> Work task: Put the listing below into a Markdown table with the columns Row and Line, starting at its first line and ending at the line that contains "63L292 58L239 75L180", with both ends included. Number each row, skip blank lines, and leave out the pictures.

> Records for this exercise:
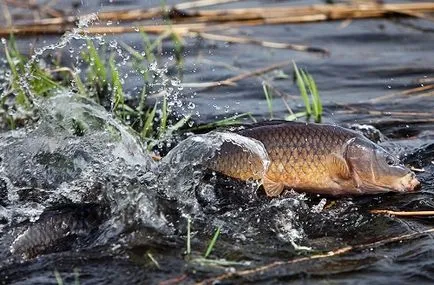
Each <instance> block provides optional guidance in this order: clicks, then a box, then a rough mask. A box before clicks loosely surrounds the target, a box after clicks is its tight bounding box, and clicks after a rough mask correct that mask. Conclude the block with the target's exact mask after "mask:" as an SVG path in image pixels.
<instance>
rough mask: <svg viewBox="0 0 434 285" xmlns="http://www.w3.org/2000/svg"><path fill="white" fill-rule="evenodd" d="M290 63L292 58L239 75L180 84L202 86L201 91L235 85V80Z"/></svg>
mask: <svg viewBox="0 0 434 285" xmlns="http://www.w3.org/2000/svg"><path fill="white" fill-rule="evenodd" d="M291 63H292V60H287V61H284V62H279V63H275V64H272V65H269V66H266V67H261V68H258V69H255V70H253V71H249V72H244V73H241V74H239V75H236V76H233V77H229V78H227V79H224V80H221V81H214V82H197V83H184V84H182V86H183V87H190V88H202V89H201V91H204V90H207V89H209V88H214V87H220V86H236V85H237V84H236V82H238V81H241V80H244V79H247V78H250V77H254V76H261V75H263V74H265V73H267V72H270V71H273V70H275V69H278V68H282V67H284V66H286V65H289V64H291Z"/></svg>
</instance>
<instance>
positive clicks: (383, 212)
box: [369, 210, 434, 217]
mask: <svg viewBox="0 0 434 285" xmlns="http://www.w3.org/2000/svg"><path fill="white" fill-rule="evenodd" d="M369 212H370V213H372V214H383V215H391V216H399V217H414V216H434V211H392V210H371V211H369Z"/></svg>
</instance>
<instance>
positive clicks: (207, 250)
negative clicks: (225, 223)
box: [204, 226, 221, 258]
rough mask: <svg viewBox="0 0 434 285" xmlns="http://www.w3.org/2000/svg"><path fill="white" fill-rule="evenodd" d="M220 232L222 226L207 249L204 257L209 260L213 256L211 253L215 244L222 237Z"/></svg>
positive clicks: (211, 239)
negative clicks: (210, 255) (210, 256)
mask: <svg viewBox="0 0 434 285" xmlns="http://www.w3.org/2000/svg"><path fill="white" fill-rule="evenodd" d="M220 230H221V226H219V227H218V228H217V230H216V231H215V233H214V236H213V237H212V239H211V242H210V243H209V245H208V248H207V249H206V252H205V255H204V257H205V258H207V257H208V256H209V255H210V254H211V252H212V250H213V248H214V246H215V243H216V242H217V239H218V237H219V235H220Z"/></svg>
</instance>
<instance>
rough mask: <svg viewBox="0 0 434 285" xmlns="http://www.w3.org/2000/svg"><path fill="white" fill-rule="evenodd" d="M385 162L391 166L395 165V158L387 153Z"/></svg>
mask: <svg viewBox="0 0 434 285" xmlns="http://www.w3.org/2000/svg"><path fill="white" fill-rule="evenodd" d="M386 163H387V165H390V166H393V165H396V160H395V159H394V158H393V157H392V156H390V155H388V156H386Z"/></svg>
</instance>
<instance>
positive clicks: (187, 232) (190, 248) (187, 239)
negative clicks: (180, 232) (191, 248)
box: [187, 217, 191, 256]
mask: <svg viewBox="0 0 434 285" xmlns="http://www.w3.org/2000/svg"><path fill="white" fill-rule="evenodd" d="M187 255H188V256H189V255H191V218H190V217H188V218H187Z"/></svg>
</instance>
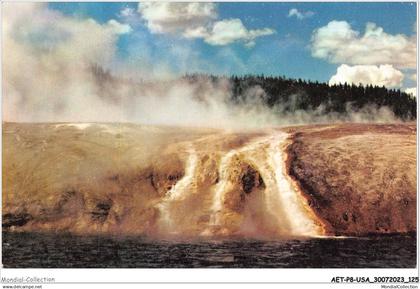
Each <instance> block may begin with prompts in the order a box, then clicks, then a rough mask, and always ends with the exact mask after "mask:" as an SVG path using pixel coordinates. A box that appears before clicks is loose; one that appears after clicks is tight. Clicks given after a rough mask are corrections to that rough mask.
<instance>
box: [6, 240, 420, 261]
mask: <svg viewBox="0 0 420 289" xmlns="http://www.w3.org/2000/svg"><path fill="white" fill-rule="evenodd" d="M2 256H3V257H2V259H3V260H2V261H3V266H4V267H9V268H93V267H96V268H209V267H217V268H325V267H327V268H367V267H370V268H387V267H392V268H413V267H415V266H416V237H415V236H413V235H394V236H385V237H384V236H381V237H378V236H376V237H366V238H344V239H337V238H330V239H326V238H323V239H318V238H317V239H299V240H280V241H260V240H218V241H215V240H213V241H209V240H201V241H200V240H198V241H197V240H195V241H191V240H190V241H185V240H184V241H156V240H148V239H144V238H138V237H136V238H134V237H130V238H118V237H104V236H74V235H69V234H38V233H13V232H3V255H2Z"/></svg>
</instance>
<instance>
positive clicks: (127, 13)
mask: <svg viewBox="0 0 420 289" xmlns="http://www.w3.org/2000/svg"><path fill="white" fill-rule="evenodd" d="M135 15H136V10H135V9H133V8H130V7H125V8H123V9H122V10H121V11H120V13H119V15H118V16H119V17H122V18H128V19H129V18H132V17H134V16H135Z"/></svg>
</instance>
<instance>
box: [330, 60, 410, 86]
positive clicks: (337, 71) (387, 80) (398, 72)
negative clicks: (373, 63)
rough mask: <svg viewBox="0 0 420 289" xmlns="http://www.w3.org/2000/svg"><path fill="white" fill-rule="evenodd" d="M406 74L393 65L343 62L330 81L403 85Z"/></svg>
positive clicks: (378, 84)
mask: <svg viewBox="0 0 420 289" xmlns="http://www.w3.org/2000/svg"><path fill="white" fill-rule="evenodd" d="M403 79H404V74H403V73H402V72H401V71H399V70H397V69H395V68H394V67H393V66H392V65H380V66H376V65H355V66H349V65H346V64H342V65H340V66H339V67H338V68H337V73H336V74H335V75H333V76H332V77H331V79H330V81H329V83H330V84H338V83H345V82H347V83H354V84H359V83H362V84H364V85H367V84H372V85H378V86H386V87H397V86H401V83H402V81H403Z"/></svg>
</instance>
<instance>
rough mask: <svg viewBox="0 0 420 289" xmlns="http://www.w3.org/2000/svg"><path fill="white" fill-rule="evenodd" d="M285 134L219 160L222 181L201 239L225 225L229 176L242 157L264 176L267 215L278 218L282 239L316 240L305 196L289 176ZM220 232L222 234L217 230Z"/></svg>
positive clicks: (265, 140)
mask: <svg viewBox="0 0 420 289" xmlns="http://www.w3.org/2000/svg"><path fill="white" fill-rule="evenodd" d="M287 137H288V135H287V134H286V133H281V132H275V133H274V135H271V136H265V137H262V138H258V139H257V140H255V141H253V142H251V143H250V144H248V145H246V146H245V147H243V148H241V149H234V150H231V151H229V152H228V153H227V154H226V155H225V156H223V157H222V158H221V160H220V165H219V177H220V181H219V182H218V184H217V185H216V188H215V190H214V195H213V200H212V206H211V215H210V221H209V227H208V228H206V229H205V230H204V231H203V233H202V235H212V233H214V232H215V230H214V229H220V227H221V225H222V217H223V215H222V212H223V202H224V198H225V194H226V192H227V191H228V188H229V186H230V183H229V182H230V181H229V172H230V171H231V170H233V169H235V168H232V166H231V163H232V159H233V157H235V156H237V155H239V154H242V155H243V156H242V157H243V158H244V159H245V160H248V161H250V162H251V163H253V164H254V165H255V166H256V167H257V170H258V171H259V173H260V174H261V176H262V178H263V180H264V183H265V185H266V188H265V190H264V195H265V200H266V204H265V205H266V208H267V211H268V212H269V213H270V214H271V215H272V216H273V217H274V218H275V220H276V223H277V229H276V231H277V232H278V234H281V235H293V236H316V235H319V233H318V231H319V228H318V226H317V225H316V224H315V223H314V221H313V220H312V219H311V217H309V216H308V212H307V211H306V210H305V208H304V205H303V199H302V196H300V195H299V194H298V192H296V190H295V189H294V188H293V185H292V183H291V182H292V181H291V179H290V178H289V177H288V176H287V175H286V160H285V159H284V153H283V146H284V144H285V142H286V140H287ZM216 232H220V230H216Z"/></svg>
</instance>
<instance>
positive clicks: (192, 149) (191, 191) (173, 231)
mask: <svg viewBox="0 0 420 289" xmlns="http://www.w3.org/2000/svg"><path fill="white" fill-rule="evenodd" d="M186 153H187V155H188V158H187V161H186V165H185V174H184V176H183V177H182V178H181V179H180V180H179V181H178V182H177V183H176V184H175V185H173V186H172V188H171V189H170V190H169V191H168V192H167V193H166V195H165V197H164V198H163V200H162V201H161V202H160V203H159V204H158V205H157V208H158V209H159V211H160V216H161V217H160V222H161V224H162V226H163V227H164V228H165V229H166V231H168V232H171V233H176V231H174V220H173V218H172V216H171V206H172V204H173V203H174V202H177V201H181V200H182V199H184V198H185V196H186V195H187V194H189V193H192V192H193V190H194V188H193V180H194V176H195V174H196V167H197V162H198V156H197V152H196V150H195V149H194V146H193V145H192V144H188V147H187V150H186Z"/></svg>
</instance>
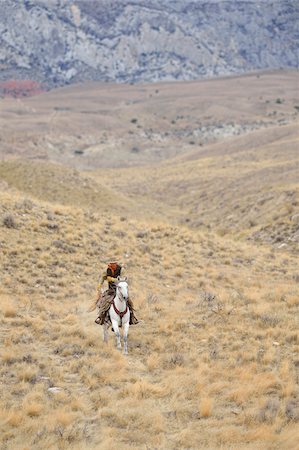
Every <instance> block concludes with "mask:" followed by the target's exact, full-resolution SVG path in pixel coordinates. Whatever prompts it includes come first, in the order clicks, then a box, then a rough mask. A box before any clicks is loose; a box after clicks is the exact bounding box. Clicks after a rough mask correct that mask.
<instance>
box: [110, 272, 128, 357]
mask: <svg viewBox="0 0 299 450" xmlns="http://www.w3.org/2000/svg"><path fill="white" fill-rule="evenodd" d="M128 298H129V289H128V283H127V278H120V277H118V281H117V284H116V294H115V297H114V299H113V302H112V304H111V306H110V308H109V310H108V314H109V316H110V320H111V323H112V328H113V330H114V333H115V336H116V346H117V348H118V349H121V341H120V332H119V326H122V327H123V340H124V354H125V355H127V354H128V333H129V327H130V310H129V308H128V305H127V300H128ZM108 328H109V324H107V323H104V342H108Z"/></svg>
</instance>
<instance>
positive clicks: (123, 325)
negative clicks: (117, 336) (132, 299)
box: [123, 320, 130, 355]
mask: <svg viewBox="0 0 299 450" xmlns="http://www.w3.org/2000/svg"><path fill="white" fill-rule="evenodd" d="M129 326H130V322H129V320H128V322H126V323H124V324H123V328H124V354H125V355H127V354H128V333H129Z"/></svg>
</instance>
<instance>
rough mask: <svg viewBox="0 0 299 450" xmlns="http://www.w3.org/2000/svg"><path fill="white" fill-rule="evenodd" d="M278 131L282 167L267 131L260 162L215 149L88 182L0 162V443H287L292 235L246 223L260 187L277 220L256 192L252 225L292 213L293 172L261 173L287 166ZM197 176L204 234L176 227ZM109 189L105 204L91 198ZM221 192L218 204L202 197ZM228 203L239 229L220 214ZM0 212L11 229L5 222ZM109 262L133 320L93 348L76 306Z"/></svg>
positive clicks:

> Your solution:
| Row | Line |
|---|---|
| 1 | Each <instance> block provides optional guidance in this order: clicks, then a box, then a rough mask. A box before clicks loosely surrounds the target, a box after clicks is its tight bounding box, and clicks after a rough mask correct that mask. Conclude the block with the target's exact mask after "mask:" as an SVG path in image pixels. |
| 2 | <instance> |
| 3 | rough mask: <svg viewBox="0 0 434 285" xmlns="http://www.w3.org/2000/svg"><path fill="white" fill-rule="evenodd" d="M290 63L292 58L239 75L180 84L202 86L201 91L235 85V80Z"/></svg> |